■ WRITTEN EXERCISE ■
Return each line of the listing that contains the word "coat", treating uppercase and lowercase as different.

■ DATA SUPPLIED ■
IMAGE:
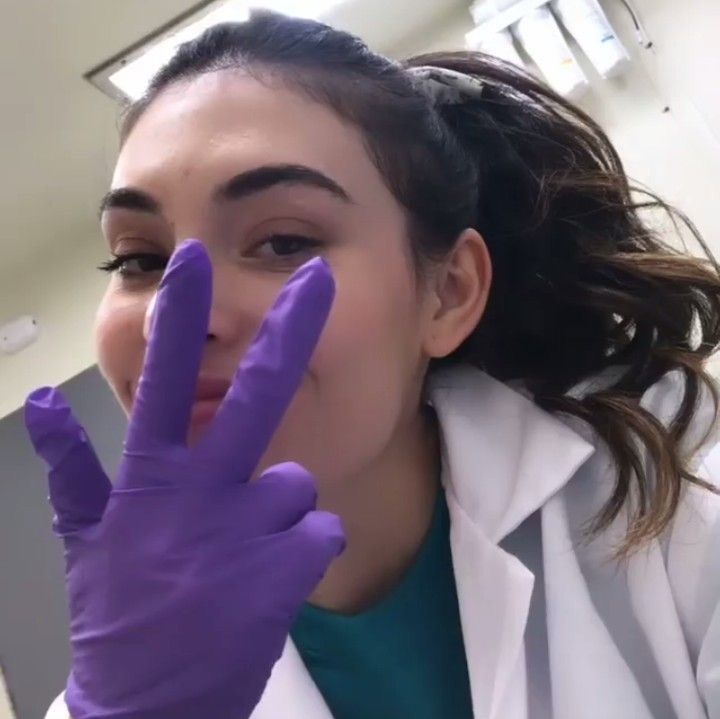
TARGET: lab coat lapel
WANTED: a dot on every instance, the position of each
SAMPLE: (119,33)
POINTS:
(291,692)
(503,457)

...

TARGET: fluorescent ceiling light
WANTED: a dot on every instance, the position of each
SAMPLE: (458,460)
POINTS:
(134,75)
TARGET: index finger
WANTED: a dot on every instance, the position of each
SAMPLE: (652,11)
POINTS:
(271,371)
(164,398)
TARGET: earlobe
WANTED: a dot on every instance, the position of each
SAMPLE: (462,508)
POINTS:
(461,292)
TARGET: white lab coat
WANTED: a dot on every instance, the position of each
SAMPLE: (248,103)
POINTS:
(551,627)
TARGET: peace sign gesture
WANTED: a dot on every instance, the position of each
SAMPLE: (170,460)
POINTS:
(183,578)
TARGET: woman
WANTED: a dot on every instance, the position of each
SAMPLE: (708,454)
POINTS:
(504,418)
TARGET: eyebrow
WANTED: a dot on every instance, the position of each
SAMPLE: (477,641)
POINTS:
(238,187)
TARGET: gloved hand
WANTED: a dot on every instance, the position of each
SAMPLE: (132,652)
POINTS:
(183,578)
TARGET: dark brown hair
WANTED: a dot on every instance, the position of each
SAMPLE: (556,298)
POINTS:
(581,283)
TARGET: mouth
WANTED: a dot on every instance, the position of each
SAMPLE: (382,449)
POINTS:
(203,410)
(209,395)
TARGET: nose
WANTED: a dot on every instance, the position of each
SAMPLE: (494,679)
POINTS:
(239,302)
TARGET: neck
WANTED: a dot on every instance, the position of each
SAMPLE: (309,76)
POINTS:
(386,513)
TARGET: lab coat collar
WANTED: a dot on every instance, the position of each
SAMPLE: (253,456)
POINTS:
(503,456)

■ FINISHED TASK ■
TARGET: lab coat lapel
TARGET: white lab coat
TARGET: lab coat collar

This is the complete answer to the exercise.